Stored data entries:
########################################
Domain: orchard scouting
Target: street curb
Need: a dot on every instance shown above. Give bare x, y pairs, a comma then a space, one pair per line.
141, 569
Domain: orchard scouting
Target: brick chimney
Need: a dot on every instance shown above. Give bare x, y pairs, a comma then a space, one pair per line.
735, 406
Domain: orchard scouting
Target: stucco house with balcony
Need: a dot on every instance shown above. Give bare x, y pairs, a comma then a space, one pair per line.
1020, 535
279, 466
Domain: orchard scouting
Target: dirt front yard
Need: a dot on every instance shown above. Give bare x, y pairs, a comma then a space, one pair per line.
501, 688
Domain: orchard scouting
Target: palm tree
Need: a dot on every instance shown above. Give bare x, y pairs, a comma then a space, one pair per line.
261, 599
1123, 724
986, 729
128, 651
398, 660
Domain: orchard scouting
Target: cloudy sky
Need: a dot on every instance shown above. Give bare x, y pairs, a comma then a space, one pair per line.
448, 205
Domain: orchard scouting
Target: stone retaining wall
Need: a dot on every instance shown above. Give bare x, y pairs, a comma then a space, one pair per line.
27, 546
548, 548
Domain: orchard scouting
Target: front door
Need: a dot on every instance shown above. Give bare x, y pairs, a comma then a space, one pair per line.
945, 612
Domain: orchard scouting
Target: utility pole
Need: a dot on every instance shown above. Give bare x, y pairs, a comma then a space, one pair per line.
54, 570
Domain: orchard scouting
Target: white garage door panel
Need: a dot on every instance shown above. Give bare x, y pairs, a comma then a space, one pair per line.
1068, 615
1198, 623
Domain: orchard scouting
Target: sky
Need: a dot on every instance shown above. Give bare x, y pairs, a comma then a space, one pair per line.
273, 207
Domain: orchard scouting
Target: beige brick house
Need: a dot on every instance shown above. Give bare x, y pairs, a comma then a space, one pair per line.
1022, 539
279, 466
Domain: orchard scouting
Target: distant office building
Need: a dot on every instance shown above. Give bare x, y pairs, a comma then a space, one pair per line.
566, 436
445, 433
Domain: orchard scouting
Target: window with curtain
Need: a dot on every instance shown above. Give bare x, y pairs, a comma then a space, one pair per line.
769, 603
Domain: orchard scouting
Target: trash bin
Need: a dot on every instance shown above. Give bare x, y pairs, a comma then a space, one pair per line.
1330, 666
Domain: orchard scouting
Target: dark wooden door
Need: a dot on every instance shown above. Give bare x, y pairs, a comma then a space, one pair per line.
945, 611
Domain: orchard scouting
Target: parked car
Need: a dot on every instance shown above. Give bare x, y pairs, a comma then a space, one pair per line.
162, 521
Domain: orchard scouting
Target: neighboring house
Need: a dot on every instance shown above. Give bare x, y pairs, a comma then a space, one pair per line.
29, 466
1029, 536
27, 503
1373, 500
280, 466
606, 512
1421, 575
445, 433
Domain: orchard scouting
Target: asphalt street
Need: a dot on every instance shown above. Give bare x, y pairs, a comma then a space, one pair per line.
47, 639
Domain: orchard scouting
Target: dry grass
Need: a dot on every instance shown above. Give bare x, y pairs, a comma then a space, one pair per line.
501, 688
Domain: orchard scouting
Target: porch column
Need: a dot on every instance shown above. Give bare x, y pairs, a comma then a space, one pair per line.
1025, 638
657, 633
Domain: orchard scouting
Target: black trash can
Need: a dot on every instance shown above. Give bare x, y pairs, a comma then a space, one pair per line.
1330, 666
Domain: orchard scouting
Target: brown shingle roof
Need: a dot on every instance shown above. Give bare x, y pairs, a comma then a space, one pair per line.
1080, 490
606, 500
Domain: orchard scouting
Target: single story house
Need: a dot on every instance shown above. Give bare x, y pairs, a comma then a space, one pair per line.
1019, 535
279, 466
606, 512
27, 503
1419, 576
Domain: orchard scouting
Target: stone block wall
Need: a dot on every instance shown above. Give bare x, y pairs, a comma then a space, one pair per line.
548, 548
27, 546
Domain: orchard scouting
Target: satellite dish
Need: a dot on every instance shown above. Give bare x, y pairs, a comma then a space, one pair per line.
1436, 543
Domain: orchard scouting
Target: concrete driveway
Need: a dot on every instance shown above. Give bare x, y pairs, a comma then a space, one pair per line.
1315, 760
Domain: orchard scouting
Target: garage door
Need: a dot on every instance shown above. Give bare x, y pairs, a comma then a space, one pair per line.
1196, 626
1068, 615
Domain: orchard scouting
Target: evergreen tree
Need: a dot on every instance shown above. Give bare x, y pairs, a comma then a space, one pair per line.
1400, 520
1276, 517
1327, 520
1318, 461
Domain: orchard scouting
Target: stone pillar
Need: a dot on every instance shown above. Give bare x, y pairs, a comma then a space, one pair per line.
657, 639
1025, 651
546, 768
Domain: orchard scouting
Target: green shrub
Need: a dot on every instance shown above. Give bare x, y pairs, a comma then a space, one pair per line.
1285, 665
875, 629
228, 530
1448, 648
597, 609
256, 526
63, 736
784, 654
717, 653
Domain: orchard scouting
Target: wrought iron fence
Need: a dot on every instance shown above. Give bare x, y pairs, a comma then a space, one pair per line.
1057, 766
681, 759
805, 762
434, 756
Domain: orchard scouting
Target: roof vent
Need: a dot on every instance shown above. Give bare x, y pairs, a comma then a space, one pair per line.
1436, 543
########################################
## Your assignment
State how many lines of the data contain the word "street". Nothing besides the number belongs in the reply.

## Task response
2